- _Given problem_:
Render every line of the data below as a JSON list of strings, one string per line, with blank lines omitted. Leave the pictures out of your answer.

-------------------------

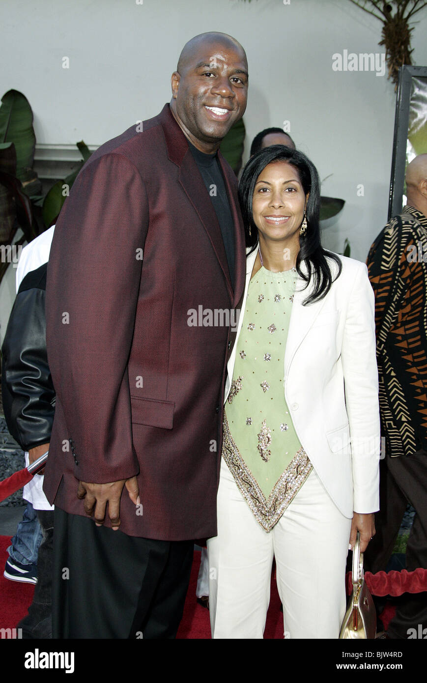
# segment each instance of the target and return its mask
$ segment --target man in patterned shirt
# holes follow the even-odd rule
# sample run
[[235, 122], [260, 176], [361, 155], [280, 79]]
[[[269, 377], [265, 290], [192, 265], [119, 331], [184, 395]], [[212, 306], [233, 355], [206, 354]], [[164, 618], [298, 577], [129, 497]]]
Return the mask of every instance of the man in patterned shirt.
[[[387, 224], [368, 257], [375, 294], [382, 436], [381, 510], [366, 554], [367, 568], [385, 569], [407, 503], [415, 510], [407, 569], [427, 568], [427, 154], [408, 165], [407, 204]], [[425, 593], [405, 594], [389, 638], [427, 626]]]

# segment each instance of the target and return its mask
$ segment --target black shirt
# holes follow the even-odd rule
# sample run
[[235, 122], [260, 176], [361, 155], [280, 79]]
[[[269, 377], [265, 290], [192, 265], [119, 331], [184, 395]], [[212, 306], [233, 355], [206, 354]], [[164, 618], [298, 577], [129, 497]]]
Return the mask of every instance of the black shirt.
[[204, 152], [197, 150], [189, 141], [187, 141], [217, 214], [223, 236], [228, 270], [232, 285], [234, 287], [234, 223], [228, 203], [224, 179], [218, 163], [218, 156], [216, 152], [215, 154], [205, 154]]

-------------------------

- _Task response_:
[
  "# segment each instance of the target and return its mask",
  "$ segment --target man in patterned shirt",
  "# holes follow the even-odd rule",
  "# sample run",
  "[[235, 122], [260, 176], [361, 155], [280, 79]]",
  "[[[269, 377], [265, 290], [192, 265], [119, 331], [184, 395]], [[212, 306], [233, 355], [206, 354]], [[164, 618], [298, 577], [129, 497]]]",
  "Return the mask of every instance of the man in patterned shirt.",
  "[[[387, 224], [368, 257], [375, 294], [382, 436], [381, 510], [366, 554], [367, 568], [385, 569], [407, 503], [415, 510], [407, 569], [427, 568], [427, 154], [408, 165], [407, 204]], [[425, 593], [405, 594], [389, 638], [427, 626]]]",
  "# segment each instance of the target and return its mask",
  "$ segment --target black shirt",
  "# holes follow the even-odd rule",
  "# sample run",
  "[[235, 122], [260, 176], [361, 155], [280, 79]]",
  "[[[269, 377], [265, 290], [192, 265], [119, 331], [184, 395]], [[212, 306], [233, 355], [206, 354]], [[164, 618], [298, 577], [129, 497]]]",
  "Return the mask of every instance of the black shirt.",
  "[[204, 152], [197, 150], [189, 141], [187, 141], [217, 214], [223, 236], [228, 270], [232, 285], [234, 287], [234, 223], [228, 203], [224, 179], [218, 163], [218, 156], [216, 152], [215, 154], [205, 154]]"
]